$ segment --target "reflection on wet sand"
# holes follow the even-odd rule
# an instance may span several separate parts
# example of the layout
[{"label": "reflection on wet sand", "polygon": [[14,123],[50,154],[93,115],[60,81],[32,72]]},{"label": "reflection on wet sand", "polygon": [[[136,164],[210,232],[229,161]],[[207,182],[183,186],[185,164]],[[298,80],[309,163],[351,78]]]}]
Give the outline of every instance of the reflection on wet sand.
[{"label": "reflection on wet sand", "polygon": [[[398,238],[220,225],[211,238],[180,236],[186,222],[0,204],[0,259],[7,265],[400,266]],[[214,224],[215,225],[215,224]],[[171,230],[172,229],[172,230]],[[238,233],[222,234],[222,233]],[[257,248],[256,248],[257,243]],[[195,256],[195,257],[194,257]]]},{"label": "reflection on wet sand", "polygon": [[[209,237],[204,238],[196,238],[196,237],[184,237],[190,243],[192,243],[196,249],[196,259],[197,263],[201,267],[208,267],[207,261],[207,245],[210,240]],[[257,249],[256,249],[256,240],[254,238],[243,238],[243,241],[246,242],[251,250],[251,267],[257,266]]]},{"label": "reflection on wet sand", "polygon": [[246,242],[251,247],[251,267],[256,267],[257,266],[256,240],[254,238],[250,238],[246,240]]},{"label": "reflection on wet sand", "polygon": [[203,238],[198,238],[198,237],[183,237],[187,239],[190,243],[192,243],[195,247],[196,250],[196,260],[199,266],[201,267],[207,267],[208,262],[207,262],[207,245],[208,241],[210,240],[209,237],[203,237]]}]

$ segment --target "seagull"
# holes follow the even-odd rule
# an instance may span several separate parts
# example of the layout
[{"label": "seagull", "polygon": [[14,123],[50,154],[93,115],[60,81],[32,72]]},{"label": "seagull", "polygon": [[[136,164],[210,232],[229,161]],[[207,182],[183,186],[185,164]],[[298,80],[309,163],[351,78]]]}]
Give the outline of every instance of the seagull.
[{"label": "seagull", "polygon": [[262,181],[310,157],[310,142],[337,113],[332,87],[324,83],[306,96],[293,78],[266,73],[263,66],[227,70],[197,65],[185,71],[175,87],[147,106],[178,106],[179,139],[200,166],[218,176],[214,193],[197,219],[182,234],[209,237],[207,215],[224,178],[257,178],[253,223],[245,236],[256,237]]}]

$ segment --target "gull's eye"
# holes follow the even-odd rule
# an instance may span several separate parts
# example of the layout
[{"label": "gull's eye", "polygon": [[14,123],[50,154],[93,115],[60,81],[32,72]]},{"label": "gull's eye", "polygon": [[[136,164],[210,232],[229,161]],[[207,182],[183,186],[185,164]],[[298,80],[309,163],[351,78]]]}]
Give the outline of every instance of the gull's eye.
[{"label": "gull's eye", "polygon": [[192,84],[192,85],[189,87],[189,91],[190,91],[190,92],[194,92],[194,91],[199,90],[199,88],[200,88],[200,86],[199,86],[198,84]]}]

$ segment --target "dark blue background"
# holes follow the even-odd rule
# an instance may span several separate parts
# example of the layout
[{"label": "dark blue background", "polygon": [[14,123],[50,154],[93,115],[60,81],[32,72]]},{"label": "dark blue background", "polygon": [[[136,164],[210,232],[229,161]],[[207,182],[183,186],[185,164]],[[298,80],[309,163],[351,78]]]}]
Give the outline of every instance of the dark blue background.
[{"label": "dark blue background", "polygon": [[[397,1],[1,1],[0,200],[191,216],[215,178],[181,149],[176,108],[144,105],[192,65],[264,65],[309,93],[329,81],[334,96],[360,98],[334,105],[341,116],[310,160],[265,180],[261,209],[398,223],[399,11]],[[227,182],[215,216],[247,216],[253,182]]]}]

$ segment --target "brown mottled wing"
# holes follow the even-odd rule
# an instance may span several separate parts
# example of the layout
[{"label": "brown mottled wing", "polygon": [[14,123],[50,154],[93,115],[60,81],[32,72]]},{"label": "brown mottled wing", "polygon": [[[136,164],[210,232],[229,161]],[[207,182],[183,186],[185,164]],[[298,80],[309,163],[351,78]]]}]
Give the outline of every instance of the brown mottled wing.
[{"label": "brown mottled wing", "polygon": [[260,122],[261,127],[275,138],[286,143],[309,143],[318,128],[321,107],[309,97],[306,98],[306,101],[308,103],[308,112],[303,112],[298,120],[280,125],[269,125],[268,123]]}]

--

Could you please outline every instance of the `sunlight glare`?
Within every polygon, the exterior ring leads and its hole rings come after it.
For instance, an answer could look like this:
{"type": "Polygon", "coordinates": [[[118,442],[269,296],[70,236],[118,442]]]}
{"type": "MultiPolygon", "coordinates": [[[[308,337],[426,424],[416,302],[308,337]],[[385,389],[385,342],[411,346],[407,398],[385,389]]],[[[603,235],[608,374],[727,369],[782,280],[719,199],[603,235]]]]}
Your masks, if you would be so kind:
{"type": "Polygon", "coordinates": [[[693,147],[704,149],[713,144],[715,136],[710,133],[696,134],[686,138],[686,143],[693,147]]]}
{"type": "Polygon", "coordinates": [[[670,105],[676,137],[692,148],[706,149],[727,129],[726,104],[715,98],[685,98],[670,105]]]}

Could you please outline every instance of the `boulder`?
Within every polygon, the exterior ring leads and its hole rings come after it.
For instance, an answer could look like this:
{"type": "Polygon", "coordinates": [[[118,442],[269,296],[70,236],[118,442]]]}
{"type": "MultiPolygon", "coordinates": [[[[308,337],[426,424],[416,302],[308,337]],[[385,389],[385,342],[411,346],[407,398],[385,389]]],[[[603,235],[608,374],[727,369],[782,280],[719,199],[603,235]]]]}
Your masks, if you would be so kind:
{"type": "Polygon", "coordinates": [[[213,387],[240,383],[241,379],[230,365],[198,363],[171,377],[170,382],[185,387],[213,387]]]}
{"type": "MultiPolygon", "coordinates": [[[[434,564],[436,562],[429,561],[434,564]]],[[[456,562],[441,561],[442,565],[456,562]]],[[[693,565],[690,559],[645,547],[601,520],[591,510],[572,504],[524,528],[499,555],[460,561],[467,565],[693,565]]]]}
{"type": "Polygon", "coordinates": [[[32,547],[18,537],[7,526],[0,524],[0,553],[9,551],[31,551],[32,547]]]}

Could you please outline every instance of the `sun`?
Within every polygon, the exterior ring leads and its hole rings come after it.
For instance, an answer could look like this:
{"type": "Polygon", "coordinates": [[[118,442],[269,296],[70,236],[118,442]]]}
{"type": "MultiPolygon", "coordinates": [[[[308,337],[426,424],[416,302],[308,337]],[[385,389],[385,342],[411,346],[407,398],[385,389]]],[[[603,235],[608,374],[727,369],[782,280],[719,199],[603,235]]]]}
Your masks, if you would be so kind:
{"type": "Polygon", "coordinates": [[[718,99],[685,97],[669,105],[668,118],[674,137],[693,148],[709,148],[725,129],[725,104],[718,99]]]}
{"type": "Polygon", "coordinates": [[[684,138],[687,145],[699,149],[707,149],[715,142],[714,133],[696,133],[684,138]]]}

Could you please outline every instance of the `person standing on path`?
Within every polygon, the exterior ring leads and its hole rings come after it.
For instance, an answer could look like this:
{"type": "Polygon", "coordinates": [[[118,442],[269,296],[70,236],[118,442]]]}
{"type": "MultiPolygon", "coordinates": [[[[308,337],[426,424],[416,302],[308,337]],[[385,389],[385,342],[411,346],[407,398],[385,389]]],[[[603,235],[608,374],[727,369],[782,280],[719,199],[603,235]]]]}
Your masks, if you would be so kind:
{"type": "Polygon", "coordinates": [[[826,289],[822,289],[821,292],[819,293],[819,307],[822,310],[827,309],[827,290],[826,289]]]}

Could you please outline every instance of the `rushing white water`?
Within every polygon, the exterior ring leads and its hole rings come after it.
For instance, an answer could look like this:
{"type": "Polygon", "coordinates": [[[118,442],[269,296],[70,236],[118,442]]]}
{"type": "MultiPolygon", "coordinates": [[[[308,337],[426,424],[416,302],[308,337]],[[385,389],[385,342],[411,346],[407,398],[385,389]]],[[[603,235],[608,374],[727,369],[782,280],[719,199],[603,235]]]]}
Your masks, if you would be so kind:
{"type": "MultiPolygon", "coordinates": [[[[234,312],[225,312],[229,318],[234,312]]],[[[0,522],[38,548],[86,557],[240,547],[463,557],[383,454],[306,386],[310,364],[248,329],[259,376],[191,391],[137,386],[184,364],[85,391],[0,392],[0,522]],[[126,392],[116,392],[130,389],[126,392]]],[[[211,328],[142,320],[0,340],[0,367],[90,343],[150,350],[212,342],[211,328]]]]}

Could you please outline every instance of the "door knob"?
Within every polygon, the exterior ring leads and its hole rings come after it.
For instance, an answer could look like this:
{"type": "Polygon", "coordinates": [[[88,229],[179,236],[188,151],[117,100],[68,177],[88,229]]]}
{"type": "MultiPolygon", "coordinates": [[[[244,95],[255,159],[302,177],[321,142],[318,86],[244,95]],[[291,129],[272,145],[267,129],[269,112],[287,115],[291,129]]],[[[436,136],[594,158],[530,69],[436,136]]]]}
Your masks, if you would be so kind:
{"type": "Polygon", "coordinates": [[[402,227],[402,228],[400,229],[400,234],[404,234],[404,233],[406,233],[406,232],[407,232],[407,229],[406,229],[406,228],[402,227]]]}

* **Work required**
Copy out the lines of the data where the word "please" can be found.

* **Task solution**
Could you please outline every instance of the `sunlight glare`?
Could you please outline every instance of the `boulder`?
Could you please outline every instance of the `sun`?
Could you please outline every instance of the `person standing on path`?
Could you please outline every instance of the `rushing white water`?
Could you please outline every instance of the "door knob"?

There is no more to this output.